SOURCE DOCUMENT -
start

In this paper, we propose a novel deep learning approach for 3D human segmentation. In particular, we first cast the 3D-2D mapping as a geometric parameterization problem. We then convert each local patch into a 2D grid. We do this so as to embed both global features and local features into the channels of the 2D grids which are taken as input for powerful image-based deep convolutional neural networks like VGG [30]. In the testing phase, we first parameterize a new 3D human shape in the same way as training, and then feed the generated 2D grids into the trained model to output the labels.

We conduct experiments to validate our method and compare it with state-of-the-art human segmentation methods. Experimental results demonstrate that it achieves highly competitive accuracy for 3D human segmentation. We also conduct further ablation studies on different features and different neural networks.

end

PROVIDED DATA -
start

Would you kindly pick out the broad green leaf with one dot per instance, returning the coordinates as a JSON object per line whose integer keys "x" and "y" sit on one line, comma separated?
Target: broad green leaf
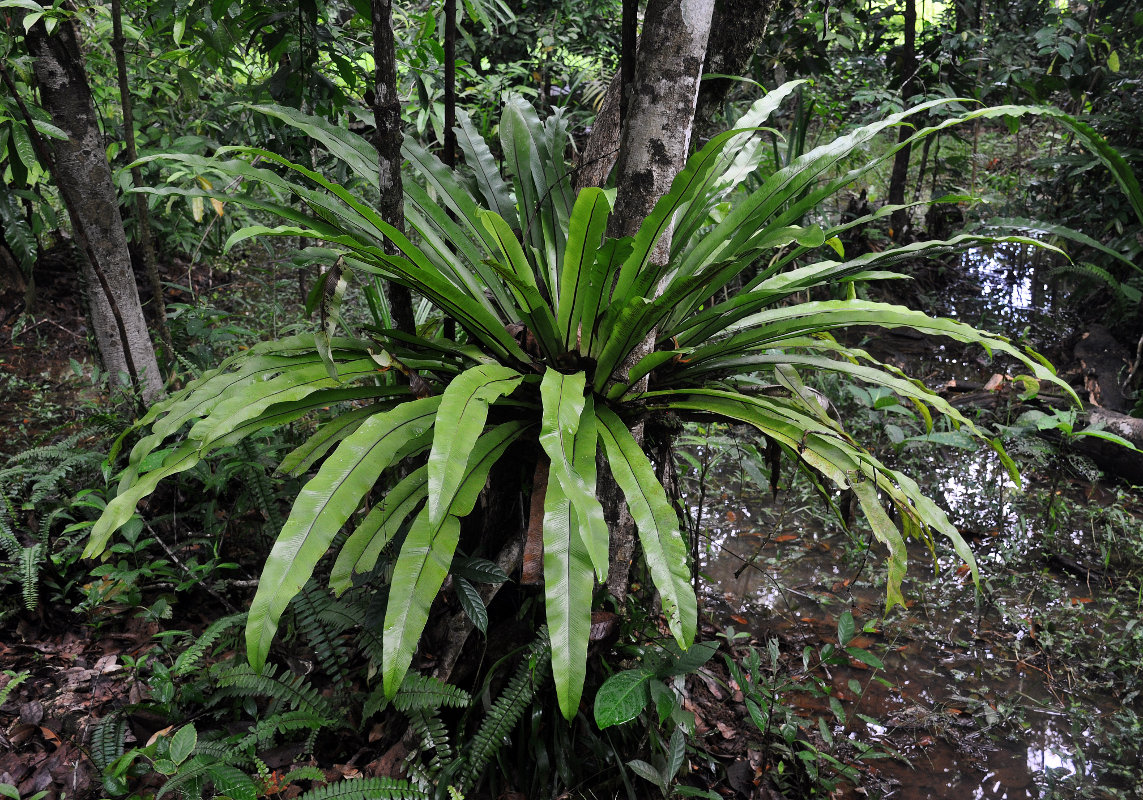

end

TASK DIRECTIONS - Please return the full passage on 3D human segmentation word for word, with nothing added, changed, or left out.

EXERCISE RESPONSE -
In this paper, we propose a novel deep learning approach for 3D human segmentation. In particular, we first cast the 3D-2D mapping as a geometric parameterization problem. We then convert each local patch into a 2D grid. We do this so as to embed both global features and local features into the channels of the 2D grids which are taken as input for powerful image-based deep convolutional neural networks like VGG [30]. In the testing phase, we first parameterize a new 3D human shape in the same way as training, and then feed the generated 2D grids into the trained model to output the labels.

We conduct experiments to validate our method and compare it with state-of-the-art human segmentation methods. Experimental results demonstrate that it achieves highly competitive accuracy for 3D human segmentation. We also conduct further ablation studies on different features and different neural networks.